**Complete the following:**
1. Revise the sickle-cell anemia text from "In this inherited" to "block blood vessels.", writing out that span with "carrier" replaced by "bearer".
2. Using the sickle-cell anemia text, decide whether each statement below agrees with it. Answer yes or no for each and quote the deciding words.
(a) A person who inherits one abnormal gene from only one parent has the sickle-cell trait.
(b) A carrier of the sickle-cell trait has mild anemia.
(c) About 7% of black Americans have the sickle-cell disease.
3. Carry the sickle-cell anemia text forward from its final sentence.

Grayce P. Storey
When the structure of an inherited gene contains an error and the genes control the production of an important protein such as hemoglobin, the red oxygen carrying pigment in the blood, the outcome is that the hemoglobin may not be able to do its job well. An example of this is Sickle-cell Anemia.
In this inherited condition the red blood cells are easily destroyed in the body. This condition is transferred by a single gene structure of the hemoglobin. The person inherits one gene for sickle-cell anemia from each parent. Should the individual inherit only one abnormal gene from only one parent he will have the Sickle-cell trait. The carrier of sickle-cell trait leads a completely healthy life except for extreme conditions of low oxygen. The carrier has no anemia nor symptoms. About 7% of black Americans have Sicklecell trait, and one out of 625 have the disease.
These abnormal red blood cells take on an abnormal chemical composition which leads to the decreased ability of the red blood cells to carry oxygen. This sickling shape causes clumps and clots and will block blood vessels.

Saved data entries

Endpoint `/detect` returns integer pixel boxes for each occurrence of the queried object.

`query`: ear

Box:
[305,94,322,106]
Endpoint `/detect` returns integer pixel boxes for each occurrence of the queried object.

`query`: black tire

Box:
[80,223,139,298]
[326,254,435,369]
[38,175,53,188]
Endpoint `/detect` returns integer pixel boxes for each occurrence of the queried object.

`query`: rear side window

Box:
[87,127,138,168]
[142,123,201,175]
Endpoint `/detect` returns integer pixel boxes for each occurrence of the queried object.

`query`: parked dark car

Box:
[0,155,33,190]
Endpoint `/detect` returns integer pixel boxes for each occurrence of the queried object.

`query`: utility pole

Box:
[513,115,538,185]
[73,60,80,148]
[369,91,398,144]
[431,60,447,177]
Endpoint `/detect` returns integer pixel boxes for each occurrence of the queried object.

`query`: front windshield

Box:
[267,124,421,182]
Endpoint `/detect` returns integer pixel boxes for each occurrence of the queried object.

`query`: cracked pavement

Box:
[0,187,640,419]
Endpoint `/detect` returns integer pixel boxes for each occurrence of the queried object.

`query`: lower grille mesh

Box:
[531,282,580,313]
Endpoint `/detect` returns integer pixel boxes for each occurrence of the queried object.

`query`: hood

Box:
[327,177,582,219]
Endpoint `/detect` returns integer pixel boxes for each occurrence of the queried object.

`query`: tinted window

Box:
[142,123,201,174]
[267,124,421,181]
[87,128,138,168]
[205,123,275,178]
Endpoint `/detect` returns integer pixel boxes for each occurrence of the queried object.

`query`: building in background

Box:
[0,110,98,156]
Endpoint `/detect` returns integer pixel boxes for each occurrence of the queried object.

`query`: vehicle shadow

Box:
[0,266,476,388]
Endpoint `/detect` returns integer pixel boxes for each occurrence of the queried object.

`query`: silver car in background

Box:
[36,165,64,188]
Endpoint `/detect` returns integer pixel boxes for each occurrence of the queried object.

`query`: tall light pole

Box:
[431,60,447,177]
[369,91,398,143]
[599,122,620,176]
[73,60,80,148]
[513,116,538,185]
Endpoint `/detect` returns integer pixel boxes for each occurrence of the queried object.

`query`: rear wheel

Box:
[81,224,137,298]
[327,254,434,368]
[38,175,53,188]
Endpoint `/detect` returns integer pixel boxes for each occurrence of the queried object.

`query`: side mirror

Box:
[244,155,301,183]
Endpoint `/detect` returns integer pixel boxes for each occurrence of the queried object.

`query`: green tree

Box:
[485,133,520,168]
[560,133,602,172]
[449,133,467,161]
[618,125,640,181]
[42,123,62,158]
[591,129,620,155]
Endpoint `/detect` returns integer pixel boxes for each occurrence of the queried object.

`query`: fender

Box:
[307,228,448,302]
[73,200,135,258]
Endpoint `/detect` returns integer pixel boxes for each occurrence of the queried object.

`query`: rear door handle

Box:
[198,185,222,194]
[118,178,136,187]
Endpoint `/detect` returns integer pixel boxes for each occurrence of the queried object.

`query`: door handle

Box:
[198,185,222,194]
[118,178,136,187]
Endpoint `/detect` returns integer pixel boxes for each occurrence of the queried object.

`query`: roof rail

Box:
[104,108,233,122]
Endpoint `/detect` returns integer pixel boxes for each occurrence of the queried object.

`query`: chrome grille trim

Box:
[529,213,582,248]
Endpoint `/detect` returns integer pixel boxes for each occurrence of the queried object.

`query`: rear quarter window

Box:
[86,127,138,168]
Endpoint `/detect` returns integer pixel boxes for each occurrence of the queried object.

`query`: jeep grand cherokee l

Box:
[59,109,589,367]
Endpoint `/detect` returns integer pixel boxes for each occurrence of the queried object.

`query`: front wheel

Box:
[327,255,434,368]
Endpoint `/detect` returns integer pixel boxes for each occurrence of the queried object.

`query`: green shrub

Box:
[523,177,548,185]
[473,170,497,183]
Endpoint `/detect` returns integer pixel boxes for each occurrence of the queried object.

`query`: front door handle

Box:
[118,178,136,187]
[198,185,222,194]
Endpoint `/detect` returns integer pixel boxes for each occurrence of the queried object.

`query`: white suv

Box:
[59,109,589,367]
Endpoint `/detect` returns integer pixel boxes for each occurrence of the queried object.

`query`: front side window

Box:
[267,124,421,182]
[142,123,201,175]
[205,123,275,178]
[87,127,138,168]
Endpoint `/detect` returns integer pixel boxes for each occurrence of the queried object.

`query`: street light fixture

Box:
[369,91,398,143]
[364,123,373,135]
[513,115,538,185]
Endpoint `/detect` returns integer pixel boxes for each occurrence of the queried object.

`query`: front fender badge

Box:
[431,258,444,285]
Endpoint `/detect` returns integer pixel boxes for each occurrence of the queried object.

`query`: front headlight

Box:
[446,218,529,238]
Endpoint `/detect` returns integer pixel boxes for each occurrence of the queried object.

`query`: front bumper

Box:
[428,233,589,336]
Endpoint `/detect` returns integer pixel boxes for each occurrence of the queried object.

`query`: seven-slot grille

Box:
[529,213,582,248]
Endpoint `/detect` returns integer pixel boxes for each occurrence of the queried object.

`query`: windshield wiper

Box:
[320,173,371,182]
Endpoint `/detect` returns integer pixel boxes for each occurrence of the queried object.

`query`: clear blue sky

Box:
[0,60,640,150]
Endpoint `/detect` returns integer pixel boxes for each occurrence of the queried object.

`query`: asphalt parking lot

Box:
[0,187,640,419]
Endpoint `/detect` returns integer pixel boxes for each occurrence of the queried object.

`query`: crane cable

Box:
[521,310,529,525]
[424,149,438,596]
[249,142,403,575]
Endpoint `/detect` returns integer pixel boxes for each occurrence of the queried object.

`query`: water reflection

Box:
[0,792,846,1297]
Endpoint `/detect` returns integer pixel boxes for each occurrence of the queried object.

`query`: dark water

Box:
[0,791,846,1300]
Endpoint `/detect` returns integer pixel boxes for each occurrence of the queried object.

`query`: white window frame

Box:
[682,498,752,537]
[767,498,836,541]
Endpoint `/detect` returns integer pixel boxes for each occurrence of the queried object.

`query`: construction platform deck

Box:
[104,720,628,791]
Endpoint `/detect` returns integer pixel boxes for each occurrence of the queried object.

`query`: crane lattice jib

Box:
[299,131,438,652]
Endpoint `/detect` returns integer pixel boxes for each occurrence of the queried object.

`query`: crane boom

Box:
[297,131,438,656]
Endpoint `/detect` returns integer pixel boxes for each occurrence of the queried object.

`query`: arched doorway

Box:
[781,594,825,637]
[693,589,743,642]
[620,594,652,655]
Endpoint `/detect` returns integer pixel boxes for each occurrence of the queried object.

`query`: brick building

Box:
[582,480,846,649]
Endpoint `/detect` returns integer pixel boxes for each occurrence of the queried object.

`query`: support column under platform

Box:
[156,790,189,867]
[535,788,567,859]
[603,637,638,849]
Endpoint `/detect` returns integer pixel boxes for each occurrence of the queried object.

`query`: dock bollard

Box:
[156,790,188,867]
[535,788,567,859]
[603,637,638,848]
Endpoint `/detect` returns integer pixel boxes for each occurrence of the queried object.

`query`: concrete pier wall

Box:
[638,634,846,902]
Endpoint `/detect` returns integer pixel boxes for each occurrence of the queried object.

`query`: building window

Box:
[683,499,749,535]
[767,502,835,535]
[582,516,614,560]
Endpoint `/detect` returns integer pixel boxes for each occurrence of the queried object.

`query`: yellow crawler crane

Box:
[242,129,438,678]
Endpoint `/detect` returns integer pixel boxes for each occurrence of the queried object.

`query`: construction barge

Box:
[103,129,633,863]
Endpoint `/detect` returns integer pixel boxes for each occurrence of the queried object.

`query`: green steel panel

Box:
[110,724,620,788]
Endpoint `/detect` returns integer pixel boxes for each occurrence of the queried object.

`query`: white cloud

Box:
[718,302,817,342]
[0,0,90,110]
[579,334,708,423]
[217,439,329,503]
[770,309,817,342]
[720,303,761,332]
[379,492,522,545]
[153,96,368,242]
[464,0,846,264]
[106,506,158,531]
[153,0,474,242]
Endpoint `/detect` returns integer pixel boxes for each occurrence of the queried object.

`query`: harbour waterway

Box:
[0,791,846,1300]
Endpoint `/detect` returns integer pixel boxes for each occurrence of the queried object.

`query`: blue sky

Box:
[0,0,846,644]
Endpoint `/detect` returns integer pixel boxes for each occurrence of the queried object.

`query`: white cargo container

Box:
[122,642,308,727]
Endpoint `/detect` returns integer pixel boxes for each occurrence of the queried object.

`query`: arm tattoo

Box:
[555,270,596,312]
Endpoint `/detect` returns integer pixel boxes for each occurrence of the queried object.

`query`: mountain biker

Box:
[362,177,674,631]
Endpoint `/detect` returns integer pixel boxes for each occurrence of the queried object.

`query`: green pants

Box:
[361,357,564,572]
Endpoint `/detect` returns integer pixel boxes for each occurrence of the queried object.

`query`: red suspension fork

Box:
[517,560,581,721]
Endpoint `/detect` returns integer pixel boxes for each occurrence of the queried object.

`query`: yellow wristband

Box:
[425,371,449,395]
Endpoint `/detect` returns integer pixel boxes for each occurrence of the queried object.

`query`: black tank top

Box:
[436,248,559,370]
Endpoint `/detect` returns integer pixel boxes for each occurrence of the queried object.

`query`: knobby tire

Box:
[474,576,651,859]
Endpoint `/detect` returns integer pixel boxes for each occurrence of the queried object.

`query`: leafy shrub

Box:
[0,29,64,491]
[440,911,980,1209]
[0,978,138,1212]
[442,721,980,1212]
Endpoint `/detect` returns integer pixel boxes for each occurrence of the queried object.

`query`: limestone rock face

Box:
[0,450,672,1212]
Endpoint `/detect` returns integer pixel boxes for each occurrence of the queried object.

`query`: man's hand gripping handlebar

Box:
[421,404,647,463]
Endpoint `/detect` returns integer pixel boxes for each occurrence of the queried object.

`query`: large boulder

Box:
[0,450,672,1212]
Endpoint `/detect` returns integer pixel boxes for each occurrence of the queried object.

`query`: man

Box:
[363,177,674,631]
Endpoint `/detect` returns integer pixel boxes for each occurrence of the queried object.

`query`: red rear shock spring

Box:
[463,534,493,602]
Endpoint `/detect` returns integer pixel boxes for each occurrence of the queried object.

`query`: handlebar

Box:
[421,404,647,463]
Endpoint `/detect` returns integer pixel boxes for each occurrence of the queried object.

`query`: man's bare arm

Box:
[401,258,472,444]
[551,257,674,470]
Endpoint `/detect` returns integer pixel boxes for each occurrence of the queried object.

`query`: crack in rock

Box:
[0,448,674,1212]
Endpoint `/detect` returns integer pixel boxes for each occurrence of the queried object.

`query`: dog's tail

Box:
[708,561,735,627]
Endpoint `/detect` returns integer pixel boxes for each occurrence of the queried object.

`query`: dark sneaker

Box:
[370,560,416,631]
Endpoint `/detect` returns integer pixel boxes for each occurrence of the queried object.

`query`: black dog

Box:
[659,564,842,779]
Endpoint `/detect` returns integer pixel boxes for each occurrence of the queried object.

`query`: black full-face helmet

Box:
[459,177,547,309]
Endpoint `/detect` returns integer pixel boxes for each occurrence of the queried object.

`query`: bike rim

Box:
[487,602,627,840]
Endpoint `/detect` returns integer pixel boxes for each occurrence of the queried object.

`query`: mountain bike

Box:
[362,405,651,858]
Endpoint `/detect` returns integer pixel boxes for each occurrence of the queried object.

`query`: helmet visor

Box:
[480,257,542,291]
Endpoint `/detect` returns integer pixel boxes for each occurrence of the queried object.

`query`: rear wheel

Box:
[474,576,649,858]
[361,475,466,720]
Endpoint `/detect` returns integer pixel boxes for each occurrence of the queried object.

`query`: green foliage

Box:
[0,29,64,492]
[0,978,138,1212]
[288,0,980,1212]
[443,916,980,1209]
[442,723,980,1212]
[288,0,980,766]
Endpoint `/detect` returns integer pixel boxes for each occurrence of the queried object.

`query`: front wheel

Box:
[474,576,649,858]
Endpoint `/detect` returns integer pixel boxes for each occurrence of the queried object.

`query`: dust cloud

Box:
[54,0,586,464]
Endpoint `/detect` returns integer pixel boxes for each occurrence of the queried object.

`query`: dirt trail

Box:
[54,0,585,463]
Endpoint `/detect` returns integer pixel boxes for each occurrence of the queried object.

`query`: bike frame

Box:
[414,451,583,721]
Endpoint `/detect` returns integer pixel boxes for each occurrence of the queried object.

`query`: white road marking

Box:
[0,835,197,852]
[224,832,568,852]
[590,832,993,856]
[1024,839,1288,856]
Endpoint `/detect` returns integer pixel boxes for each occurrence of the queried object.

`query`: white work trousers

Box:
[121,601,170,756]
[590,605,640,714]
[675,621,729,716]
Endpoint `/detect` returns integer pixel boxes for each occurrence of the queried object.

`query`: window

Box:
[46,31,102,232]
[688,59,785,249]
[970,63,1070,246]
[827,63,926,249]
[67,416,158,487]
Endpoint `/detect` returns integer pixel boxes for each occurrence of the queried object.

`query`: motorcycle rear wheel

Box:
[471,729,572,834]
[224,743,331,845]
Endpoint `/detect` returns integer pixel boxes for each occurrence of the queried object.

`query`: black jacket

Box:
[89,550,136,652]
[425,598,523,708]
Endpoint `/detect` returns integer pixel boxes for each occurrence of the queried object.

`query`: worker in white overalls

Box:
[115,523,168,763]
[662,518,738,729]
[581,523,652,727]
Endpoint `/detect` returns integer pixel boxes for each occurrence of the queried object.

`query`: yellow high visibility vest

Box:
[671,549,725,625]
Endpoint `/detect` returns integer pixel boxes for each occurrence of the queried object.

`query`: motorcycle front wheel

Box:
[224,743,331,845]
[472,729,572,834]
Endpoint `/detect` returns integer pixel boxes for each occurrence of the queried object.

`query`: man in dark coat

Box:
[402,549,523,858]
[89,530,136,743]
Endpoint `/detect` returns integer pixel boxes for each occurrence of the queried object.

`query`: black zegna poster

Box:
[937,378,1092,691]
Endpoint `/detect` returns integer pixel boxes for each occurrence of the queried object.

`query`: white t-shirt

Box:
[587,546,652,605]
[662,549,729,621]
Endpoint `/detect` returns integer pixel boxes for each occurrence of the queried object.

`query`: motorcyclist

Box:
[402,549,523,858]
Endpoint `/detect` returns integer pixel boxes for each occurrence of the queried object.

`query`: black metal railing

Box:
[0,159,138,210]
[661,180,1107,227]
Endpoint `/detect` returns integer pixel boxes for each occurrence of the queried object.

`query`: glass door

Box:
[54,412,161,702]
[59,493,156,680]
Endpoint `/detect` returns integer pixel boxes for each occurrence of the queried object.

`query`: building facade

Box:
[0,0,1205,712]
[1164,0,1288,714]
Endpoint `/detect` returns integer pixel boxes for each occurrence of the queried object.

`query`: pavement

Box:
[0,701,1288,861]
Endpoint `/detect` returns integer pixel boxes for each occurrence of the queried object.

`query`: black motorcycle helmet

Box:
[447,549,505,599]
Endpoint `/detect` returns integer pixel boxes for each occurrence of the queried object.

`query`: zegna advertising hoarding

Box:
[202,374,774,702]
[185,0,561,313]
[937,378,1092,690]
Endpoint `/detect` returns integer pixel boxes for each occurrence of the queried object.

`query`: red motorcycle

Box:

**Your responses:**
1.
In this inherited condition the red blood cells are easily destroyed in the body. This condition is transferred by a single gene structure of the hemoglobin. The person inherits one gene for sickle-cell anemia from each parent. Should the individual inherit only one abnormal gene from only one parent he will have the Sickle-cell trait. The bearer of sickle-cell trait leads a completely healthy life except for extreme conditions of low oxygen. The bearer has no anemia nor symptoms. About 7% of black Americans have Sicklecell trait, and one out of 625 have the disease.
These abnormal red blood cells take on an abnormal chemical composition which leads to the decreased ability of the red blood cells to carry oxygen. This sickling shape causes clumps and clots and will block blood vessels.

2.
(a) Yes: "Should the individual inherit only one abnormal gene from only one parent he will have the Sickle-cell trait."
(b) No: "The carrier has no anemia nor symptoms."
(c) No: "About 7% of black Americans have Sicklecell trait, and one out of 625 have the disease."

3.
The symptoms of Sickle-cell anemia are: general weakness, headaches, nausea, vomiting, fever, jaundice, and pain in muscles and joints. The blockage of the blood vessels can cause crisis which leads to the lost of function and causes pain. The crisis may involve the chest, brain, back, abdomen, and extremities.
There is no cure for Sickle-cell Anemia or the painful crisis. The treatment includes administration of fluids and pain relieving medication including narcotics.
In order to cure an inherited disease means correcting the error in a gene or replacing the abnormal protein completely.